------ Trecho fornecido
Secretária contradiz ex-ministro Pazuello sobre crise em Manaus
No depoimento, Mayra afirmou ainda que o ex-ministro da Saúde Eduardo Pazuello teve conhecimento do desabastecimento de oxigênio em Manaus no dia 8 de janeiro.
No entando, a informação diverge das prestadas por Pazuello, que em depoimento à CPI na última quarta-feira (19) disse que foi informado sobre a falta de oxigênio em Manaus apenas na noite do dia 10 de janeiro.
— No dia 8 de janeiro, seis dias antes, nós já tínhamos iniciado o transporte aéreo de oxigênio para Manaus. Eu tomei conhecimento de riscos em Manaus no dia 10, à noite, numa reunião com o governador e o secretário de Saúde, quando eles me passaram as suas preocupações que estavam com problema logístico sério com a empresa White Martins — afirmou Pazuello à CPI.
Segundo Mayra, ao saber do caso, Pazuello a teria questionado sobre o desabastecimento, o qual Mayra afirmou não ter sido comunicada durante sua visita a Manaus. A secretária esteve na Capital amazonense entre os dias 3 e 5 de janeiro, e afirmou que a finalidade da viagem à cidade foi "fazer relatório de prospecção". Sobre a crise local, Mayra alegou que a situação era "extraordinária" e que seria impossível fazer previsão sobre a falta do produto.
Secretária diz que nunca recebeu ordens para recomendar cloroquina
A médica afirmou também que nunca recebeu ordens para recomendar o uso de cloroquina a pacientes com coronavírus. Ela alegou que a pasta da Saúde nunca indicou tratamentos para a doença, divulgando apenas uma "nota orientativa" para médicos. Mayra afirmou, contudo, que "todos os recursos têm que ser utilizados".
A médica ainda disse não saber quem orientou o laboratório do Exército a aumentar a produção da cloroquina.
— O (ex) ministro (da Saúde, Luiz Henrique) Mandetta deveria saber. Não sei informar — respondeu.
Vvisita de Bolsonaro ao Ministério da Saúde
Em sua fala, a secretária disse lembrar de apenas uma visita do presidente Jair Bolsonaro à pasta para discutir com toda a equipe ações de enfrentamento à pandemia.
— Acho que o presidente fez única visita ao Ministério da Saúde, que me lembre, em reunião que foram apresentados planejamentos estratégicos das secretarias — afirmou ela ao vice-presidente da CPI, Randolfe Rodrigues (Rede-AP), que destacou a informação ao relator, Renan Calheiros (MDB-AL).
------------
------ Informações fornecidas
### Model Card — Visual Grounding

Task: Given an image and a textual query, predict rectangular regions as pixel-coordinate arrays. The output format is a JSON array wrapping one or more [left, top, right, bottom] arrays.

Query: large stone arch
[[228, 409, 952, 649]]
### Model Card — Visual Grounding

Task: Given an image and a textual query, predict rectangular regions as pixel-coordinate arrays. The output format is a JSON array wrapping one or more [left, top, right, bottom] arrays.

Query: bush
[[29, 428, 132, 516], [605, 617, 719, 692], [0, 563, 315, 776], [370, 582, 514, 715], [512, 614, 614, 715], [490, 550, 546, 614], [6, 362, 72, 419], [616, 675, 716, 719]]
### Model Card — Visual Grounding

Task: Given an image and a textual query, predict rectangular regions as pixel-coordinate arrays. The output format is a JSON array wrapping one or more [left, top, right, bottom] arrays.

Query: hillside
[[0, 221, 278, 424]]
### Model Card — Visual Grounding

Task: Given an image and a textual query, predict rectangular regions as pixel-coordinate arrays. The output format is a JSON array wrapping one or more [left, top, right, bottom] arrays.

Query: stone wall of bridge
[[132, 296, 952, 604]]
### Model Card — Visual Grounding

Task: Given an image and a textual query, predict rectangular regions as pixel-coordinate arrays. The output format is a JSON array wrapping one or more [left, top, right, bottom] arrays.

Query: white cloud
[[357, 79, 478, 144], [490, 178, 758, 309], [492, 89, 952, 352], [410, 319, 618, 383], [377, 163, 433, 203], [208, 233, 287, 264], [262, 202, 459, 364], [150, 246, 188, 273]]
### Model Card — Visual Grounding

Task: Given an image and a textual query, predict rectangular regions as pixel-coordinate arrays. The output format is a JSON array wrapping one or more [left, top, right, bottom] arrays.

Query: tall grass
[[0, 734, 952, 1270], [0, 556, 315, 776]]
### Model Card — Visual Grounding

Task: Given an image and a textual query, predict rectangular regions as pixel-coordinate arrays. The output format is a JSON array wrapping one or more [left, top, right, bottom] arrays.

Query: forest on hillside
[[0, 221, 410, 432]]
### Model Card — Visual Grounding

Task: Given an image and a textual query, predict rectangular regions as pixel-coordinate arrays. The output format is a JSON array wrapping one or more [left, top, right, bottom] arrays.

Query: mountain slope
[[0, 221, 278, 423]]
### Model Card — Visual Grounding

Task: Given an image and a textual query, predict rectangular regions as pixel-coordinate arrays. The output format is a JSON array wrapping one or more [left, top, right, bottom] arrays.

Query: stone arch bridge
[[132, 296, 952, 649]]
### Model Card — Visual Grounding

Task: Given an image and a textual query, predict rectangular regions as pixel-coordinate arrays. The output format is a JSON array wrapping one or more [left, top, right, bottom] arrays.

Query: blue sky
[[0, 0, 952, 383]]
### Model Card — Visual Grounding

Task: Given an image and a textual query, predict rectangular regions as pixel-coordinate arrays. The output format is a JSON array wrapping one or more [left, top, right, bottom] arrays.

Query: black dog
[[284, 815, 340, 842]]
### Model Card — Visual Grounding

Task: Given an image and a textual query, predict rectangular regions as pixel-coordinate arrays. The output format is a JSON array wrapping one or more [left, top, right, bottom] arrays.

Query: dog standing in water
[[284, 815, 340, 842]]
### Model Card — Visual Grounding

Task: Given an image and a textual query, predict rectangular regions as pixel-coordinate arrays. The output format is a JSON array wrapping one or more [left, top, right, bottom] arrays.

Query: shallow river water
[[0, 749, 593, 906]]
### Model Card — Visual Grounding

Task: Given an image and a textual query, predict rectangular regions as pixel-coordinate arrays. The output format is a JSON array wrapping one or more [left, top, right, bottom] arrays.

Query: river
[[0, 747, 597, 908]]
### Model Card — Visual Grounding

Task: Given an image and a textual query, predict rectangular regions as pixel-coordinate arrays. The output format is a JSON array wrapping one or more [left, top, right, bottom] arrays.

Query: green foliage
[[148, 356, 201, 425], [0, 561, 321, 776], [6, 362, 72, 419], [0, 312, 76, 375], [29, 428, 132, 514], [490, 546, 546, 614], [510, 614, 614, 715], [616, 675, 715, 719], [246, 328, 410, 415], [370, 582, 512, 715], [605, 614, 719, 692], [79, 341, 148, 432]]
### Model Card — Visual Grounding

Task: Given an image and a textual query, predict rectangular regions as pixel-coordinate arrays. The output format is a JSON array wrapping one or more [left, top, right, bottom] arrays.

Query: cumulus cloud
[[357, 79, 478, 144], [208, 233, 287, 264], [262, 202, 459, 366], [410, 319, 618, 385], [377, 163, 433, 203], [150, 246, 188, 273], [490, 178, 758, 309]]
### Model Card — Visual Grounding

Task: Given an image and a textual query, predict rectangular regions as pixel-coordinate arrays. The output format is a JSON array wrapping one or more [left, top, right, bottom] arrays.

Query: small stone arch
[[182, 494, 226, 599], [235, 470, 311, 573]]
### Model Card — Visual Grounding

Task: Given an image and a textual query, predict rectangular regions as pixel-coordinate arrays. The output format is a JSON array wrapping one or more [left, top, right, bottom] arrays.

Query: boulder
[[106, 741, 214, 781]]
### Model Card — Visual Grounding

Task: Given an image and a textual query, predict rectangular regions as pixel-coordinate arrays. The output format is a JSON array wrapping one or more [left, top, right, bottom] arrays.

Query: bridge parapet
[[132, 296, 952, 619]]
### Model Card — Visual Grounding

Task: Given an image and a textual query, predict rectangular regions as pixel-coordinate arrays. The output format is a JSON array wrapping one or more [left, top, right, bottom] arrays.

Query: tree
------------
=== Lista de atividades ===
a) Segundo a reportagem sobre o depoimento de Mayra, quando Pazuello disse à CPI ter sido informado da falta de oxigênio em Manaus?
b) Resuma em duas frases a reportagem sobre o depoimento de Mayra.
c) Dê continuidade à reportagem sobre o depoimento de Mayra a partir do ponto em que ela termina.
As linhas não são necessárias para realizar as atividades.

=== Respostas das atividades ===
a) Na noite de 10 de janeiro.

b) Em depoimento à CPI, a secretária Mayra afirmou que Pazuello soube do desabastecimento de oxigênio em Manaus em 8 de janeiro, o que diverge da versão dele, segundo a qual só foi informado na noite de 10 de janeiro. Ela disse também que nunca recebeu ordens para recomendar cloroquina e que se lembra de apenas uma visita do presidente Jair Bolsonaro ao Ministério da Saúde.

c)
Mayra também respondeu a Randolfe não lembrar de ter visto o presidente fazer defesa do isolamento social em algum momento. A secretária ainda afirmou que não teve conhecimento da reunião no Palácio do Planalto em que se discutiu alterar a bula da cloroquina, para que o documento passasse a recomendar o remédio no tratamento da covid-19. O encontro foi revelado à CPI pelo ex-ministro Luiz Henrique Mandetta.
— Qualquer medicamento só pode ter bula alterada pela Agência Nacional de Vigilância Sanitária (Anvisa)— lembrou Mayra aos senadores.
Críticas a OMS
Ao ser questionada pelo relator, Renan Calheiros (MDB-AL), sobre o motivo pelo qual o governo não teria seguido as orientações da Organização Mundial da Saúde (OMS) sobre a cloroquina, Mayra criticou posturas adotadas pela organização durante a pandemia, destacando ainda que o Brasil não seria obrigado a seguir a OMS.
— O Brasil não é obrigado a seguir orientações da OMS. Se assim fizéssemos, teríamos falhado, assim como a OMS falhou várias vezes — disse ela.
"Imunidade de rebanho"
Mayra negou também que tenha feito a defesa da teoria da "imunidade de rebanho" através da contaminação da população.
— Eu nunca fiz defesa da imunidade de rebanho, quando eu me referi a ela, no vídeo que o senador Renan trouxe aqui, eu me referi às crianças — disse, afirmando que crianças deveriam permanecer indo a escolas por ter baixa transmissão da doença.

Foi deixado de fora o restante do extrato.